- **Page text**:
────────

Home Computing & IT Evolution


Starting with The End in Mind

It is important to point out that I have very little “religion” or emotional attachment to any particular operating system, vendor, or commercial software model (close or open source); and further, currently have XP, OS X and Linux running to meet my computing-related needs. As you read on, you will find that Linux has taken over the central roll for much of what I do, but, I still use iWeb to write this page; I still use iMovies to edit and build the movies on this site (although I have gone to some length to get away from Quicktime in favor of Flash); I still have XP installed on a Virtual Machine (VM) within the Macbook Pro and on my Ubuntu Server as I need it for my CNC workflow.

If you are fairly new to this topic or you are searching for an answer about what OS or OSs will best suite your needs, I hope you will read on, as my intention is to inform, not espouse emotion. Read on and I will take you through my journey, issues that I encountered and generally overcame, why Linux is good (even amazing) for me and possibly you, why I still user OS X (Apple) and XP, and what the tradeoffs are between these various environments from my real-world experience.

────────

- **Recorded information**:
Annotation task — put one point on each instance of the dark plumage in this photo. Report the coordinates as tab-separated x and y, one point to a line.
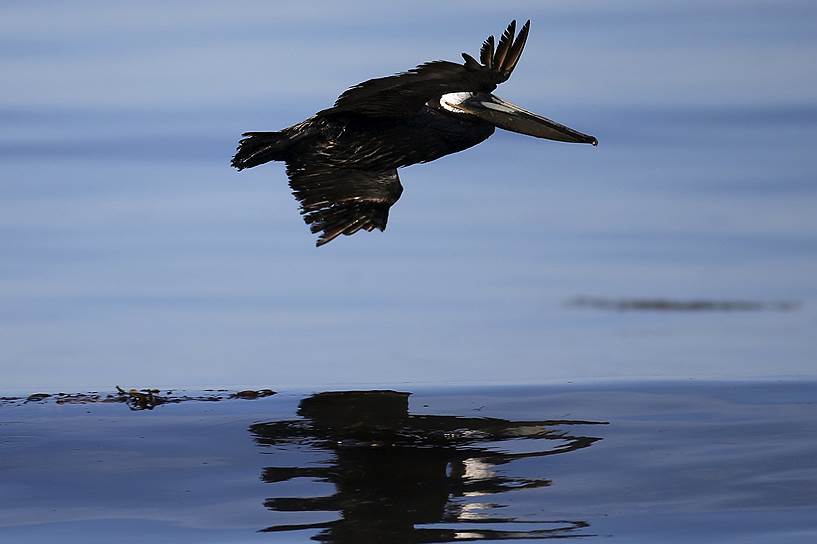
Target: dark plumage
342	162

────────

From the home computing page, copy word for word the passage starting at "Starting with The" and ending at "my CNC workflow.".

Starting with The End in Mind

It is important to point out that I have very little “religion” or emotional attachment to any particular operating system, vendor, or commercial software model (close or open source); and further, currently have XP, OS X and Linux running to meet my computing-related needs. As you read on, you will find that Linux has taken over the central roll for much of what I do, but, I still use iWeb to write this page; I still use iMovies to edit and build the movies on this site (although I have gone to some length to get away from Quicktime in favor of Flash); I still have XP installed on a Virtual Machine (VM) within the Macbook Pro and on my Ubuntu Server as I need it for my CNC workflow.